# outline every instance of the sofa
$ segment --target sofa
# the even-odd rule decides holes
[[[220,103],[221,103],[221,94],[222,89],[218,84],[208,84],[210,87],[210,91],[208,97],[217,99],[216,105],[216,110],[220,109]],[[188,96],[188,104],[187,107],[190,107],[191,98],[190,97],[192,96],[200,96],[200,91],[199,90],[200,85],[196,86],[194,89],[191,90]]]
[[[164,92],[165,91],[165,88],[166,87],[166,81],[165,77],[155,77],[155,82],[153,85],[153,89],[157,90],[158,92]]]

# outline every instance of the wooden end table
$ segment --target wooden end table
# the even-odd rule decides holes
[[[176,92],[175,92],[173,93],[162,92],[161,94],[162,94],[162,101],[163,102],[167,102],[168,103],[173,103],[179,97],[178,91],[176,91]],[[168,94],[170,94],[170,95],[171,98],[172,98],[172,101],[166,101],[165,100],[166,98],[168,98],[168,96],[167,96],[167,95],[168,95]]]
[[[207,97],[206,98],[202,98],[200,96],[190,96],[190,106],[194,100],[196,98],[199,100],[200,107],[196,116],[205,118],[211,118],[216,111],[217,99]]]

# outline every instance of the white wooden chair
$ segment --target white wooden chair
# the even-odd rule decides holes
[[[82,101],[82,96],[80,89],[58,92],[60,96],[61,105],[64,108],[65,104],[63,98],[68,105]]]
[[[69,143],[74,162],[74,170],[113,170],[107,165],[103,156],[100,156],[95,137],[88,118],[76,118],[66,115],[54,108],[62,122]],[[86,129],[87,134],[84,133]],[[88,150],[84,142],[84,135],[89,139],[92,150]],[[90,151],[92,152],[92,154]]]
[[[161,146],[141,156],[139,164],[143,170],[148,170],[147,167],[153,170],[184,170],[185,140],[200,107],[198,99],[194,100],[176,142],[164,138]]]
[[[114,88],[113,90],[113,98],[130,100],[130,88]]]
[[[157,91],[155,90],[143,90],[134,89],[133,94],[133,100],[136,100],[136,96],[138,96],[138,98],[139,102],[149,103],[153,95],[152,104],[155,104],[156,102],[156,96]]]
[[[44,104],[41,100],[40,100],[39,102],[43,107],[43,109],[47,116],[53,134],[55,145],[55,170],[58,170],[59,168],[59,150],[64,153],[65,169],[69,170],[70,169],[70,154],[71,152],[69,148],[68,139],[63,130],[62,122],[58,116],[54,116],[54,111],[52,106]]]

__________

- **To do**
Retype every one of the records above, character for character, line breaks included.

- **Answer to the exercise**
# outline every instance of the sofa
$ segment --target sofa
# the even-odd rule decides holes
[[[220,103],[221,103],[221,94],[222,89],[218,84],[208,84],[210,87],[210,91],[208,97],[217,99],[216,105],[216,110],[220,109]],[[188,96],[188,104],[187,107],[190,107],[191,98],[190,97],[192,96],[200,96],[200,91],[199,90],[200,85],[196,86],[194,89],[191,90]]]
[[[164,92],[165,91],[165,88],[166,87],[166,81],[165,77],[155,77],[155,82],[153,85],[153,89],[157,90],[158,92]]]

# outline every instance of the wooden end table
$ segment --target wooden end table
# the even-odd rule decides holes
[[[176,92],[175,92],[173,93],[162,92],[161,94],[162,94],[162,101],[163,102],[167,102],[168,103],[173,103],[179,97],[178,91],[176,91]],[[168,94],[170,94],[170,95],[171,98],[172,98],[172,101],[166,101],[165,100],[166,98],[168,98],[168,96],[167,96],[167,95],[168,95]]]
[[[207,97],[206,98],[202,98],[200,96],[190,96],[190,106],[194,100],[196,98],[199,100],[200,107],[196,116],[205,118],[211,118],[216,111],[217,99]]]

# outline every instance of the white wooden chair
$ segment --target white wooden chair
# the even-odd rule decides holes
[[[82,101],[82,96],[80,89],[58,92],[60,96],[61,105],[64,108],[65,104],[63,98],[68,105]]]
[[[69,143],[74,162],[74,170],[113,170],[107,165],[103,156],[100,156],[95,137],[88,118],[76,118],[66,115],[54,108],[62,122]],[[86,129],[87,134],[84,133]],[[88,150],[84,142],[84,135],[89,139],[92,150]],[[90,151],[92,152],[92,154]]]
[[[161,146],[141,156],[139,164],[143,170],[148,170],[147,167],[153,170],[184,170],[185,140],[200,107],[198,99],[194,100],[176,142],[164,138]]]
[[[114,88],[113,90],[113,98],[130,100],[130,88]]]
[[[157,91],[155,90],[143,90],[134,89],[133,94],[133,100],[136,100],[136,96],[138,96],[138,98],[139,102],[149,103],[153,95],[152,104],[155,104],[156,102],[156,96]]]
[[[44,104],[41,100],[40,100],[39,102],[43,107],[43,109],[47,116],[53,134],[55,145],[55,170],[58,170],[59,168],[59,150],[64,153],[65,169],[69,170],[70,169],[70,154],[71,152],[69,148],[68,139],[63,130],[62,122],[58,116],[54,116],[54,111],[52,106]]]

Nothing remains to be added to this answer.